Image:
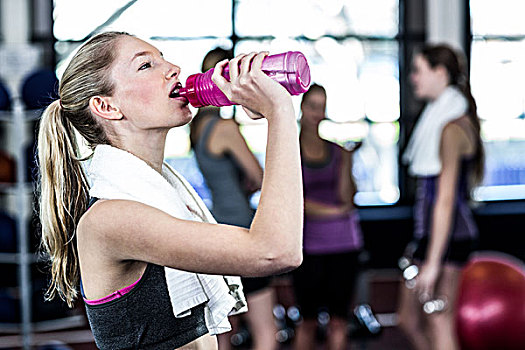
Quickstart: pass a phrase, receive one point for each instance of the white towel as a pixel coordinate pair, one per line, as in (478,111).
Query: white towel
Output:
--
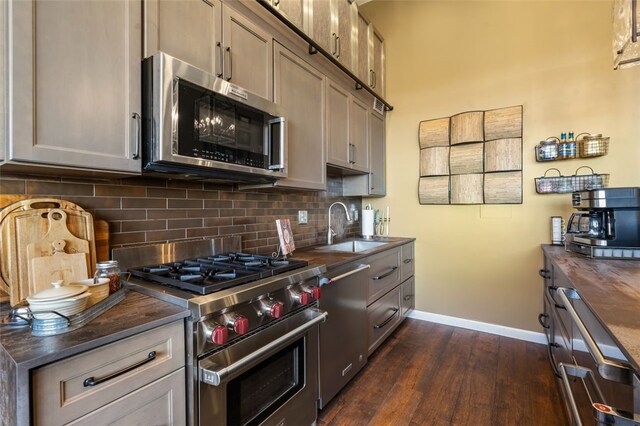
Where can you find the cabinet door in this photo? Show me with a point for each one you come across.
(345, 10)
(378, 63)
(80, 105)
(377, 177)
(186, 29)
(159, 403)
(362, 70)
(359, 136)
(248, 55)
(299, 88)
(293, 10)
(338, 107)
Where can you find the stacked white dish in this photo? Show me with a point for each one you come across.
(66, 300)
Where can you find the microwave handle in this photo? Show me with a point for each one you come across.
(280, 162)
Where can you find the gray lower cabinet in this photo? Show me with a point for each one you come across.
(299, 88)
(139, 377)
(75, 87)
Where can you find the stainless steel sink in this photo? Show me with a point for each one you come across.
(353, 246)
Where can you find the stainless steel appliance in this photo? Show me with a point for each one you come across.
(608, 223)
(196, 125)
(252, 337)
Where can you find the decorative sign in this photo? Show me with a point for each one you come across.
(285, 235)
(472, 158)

### Requirement
Which lines hold the word "towel"? Return all of them from the records above.

### Answer section
Quickstart: pass a phrase, receive one point for each instance of the white towel as a pixel coordinate pair, one per line, as in (478,111).
Query: white towel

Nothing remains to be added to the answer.